== TASK DETAILS ==
Report how many lines of the data contain the string "raised", counting case as significant, and give only that number.

##### AVAILABLE DATA #####

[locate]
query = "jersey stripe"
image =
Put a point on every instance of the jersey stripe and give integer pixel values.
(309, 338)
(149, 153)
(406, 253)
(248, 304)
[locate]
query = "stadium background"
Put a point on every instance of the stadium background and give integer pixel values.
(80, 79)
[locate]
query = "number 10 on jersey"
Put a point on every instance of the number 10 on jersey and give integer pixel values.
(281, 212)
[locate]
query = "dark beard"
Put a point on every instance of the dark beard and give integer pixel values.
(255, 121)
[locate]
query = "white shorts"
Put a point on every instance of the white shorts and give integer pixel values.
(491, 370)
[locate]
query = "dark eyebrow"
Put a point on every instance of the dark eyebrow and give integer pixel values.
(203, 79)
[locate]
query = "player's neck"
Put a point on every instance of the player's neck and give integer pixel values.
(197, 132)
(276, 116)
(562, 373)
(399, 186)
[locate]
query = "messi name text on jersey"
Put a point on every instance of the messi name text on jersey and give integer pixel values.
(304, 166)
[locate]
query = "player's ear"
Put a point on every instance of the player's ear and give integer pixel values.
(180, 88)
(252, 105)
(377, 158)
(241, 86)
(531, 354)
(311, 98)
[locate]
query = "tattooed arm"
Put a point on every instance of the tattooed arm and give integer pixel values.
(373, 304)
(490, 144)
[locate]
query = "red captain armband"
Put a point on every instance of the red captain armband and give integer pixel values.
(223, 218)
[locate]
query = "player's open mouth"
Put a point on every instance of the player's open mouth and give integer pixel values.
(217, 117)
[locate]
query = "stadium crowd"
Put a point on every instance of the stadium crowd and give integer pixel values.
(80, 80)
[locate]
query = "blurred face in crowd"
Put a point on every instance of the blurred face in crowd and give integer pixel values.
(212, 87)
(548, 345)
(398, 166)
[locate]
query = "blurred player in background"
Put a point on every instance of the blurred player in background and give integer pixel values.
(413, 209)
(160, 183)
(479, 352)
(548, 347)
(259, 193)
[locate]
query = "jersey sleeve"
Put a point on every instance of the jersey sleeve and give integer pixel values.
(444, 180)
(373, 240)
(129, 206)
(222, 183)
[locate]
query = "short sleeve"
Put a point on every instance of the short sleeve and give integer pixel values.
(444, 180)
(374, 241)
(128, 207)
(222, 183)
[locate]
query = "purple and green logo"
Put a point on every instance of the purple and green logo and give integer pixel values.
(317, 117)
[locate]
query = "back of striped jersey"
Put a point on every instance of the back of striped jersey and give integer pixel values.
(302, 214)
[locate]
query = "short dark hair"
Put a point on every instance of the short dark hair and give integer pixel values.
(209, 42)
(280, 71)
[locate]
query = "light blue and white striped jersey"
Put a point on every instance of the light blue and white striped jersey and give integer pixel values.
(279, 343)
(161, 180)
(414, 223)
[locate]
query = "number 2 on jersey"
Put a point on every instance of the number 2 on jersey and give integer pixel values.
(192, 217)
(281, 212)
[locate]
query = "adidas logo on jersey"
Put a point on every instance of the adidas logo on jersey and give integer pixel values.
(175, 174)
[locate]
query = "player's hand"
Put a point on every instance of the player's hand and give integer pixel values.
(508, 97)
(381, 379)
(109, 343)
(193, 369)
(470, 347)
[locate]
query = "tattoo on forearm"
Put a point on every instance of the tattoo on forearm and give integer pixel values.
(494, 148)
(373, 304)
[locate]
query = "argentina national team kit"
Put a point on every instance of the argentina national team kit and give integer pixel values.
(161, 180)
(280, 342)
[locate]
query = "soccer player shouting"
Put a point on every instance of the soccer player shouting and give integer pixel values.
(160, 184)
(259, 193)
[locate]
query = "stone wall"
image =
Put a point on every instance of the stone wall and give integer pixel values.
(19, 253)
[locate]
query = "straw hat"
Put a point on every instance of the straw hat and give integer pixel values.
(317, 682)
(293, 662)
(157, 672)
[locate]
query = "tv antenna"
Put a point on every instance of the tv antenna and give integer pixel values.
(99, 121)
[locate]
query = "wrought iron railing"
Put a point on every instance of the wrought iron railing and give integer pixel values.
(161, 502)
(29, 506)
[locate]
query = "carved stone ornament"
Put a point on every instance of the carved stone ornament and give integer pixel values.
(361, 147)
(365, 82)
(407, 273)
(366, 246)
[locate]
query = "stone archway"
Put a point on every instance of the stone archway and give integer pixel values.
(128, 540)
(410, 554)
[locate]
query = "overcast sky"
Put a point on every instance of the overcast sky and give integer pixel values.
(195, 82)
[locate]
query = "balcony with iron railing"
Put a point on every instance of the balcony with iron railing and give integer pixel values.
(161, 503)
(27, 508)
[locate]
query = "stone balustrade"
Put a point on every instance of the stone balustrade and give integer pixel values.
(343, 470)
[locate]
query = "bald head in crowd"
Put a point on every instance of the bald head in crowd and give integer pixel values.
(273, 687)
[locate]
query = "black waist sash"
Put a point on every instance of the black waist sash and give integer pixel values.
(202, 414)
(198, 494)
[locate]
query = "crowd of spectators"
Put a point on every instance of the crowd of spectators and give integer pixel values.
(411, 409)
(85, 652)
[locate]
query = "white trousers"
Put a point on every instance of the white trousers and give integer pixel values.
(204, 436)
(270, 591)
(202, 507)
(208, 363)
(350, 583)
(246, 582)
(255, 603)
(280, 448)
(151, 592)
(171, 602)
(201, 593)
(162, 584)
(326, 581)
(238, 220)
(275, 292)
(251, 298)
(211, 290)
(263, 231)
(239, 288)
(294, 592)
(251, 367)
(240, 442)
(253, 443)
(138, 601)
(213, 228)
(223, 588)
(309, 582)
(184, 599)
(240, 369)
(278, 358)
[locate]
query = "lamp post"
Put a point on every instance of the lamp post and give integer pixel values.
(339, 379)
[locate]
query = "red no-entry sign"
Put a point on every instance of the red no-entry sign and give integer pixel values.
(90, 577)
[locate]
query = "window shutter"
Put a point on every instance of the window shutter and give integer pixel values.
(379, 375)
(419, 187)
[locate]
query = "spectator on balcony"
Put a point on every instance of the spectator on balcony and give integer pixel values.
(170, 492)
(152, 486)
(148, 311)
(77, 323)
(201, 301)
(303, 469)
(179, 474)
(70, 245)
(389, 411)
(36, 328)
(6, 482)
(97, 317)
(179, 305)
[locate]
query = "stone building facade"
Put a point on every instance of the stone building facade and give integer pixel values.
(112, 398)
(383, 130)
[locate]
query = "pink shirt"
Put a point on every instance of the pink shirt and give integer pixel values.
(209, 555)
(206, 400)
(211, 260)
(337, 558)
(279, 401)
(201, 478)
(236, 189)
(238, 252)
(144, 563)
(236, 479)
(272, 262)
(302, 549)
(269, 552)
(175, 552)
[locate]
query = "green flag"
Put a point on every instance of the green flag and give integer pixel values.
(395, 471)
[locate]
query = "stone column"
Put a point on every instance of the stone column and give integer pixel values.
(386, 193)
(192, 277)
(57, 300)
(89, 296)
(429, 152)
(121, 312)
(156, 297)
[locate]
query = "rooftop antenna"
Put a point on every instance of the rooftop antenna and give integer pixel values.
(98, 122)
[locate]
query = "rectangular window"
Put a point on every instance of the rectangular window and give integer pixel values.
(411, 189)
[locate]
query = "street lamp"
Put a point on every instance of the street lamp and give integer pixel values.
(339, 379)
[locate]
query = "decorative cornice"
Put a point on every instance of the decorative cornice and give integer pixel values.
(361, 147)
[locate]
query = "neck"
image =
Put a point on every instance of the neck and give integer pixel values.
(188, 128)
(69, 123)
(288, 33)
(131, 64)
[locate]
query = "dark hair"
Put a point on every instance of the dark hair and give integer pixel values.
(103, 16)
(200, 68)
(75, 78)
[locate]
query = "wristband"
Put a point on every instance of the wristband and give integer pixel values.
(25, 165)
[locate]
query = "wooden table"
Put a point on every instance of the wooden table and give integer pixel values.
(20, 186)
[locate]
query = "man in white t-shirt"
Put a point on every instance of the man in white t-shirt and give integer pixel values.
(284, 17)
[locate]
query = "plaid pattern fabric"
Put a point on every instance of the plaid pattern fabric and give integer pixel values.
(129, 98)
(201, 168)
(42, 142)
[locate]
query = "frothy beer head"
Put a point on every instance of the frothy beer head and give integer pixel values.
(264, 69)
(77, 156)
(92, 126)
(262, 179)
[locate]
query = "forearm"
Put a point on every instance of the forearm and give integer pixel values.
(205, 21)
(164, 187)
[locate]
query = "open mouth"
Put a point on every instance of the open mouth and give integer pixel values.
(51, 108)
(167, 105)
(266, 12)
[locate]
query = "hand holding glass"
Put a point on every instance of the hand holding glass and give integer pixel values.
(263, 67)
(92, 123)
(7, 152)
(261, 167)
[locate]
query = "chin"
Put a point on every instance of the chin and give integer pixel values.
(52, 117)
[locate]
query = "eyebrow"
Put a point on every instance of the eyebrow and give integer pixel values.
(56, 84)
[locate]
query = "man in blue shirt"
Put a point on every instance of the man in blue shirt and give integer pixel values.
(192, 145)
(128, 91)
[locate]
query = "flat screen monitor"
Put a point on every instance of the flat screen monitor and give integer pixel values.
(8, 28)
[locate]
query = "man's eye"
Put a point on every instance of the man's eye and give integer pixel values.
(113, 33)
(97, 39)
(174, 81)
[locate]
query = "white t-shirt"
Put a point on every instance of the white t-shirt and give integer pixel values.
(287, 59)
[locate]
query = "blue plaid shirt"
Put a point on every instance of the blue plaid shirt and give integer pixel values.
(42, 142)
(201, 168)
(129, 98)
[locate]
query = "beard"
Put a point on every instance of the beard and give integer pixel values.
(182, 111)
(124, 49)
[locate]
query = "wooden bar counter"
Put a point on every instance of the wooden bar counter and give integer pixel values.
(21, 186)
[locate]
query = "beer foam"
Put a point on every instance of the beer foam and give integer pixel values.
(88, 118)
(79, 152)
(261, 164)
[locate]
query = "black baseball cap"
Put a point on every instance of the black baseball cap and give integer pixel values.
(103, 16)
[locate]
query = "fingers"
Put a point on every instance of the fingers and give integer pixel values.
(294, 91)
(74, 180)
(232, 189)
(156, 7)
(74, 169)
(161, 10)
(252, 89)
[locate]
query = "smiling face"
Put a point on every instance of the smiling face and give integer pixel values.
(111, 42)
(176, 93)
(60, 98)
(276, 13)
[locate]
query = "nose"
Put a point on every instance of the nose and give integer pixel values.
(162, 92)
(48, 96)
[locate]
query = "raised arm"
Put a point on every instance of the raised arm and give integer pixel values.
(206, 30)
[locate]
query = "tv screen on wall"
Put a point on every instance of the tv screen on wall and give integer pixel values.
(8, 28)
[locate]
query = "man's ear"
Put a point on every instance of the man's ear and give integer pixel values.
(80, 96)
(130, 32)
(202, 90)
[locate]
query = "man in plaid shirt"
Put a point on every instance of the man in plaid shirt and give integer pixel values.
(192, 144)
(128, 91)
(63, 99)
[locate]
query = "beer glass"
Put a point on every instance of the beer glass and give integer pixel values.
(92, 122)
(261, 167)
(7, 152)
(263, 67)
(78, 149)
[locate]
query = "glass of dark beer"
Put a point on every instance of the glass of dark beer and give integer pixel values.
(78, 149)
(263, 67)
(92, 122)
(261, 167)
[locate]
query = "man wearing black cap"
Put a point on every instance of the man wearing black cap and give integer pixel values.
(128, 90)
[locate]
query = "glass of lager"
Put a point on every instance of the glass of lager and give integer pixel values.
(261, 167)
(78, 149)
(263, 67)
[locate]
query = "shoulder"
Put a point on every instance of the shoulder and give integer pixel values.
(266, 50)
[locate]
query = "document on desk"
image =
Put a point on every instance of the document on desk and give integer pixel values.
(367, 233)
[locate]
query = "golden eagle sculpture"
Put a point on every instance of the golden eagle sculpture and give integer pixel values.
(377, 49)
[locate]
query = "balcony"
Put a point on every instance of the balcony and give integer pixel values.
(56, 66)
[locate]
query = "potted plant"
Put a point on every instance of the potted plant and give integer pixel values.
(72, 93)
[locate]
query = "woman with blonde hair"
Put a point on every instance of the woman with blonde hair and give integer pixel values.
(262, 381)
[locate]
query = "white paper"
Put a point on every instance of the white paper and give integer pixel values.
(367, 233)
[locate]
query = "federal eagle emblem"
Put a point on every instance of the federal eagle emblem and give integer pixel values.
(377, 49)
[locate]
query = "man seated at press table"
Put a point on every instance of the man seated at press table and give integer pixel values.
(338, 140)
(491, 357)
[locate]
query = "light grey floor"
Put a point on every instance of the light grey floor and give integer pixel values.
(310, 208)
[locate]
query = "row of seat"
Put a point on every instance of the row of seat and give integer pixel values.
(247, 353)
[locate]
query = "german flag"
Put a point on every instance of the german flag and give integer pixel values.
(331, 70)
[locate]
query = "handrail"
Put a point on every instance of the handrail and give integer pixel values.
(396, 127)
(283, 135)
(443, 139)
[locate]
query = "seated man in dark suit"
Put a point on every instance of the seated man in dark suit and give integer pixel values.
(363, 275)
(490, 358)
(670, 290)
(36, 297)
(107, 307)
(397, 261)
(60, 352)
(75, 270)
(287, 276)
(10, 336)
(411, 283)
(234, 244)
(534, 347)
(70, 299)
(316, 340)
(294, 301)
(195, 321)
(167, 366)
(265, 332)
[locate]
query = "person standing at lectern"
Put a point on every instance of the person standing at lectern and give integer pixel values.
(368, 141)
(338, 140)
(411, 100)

#####

== RESULT OF THIS TASK ==
2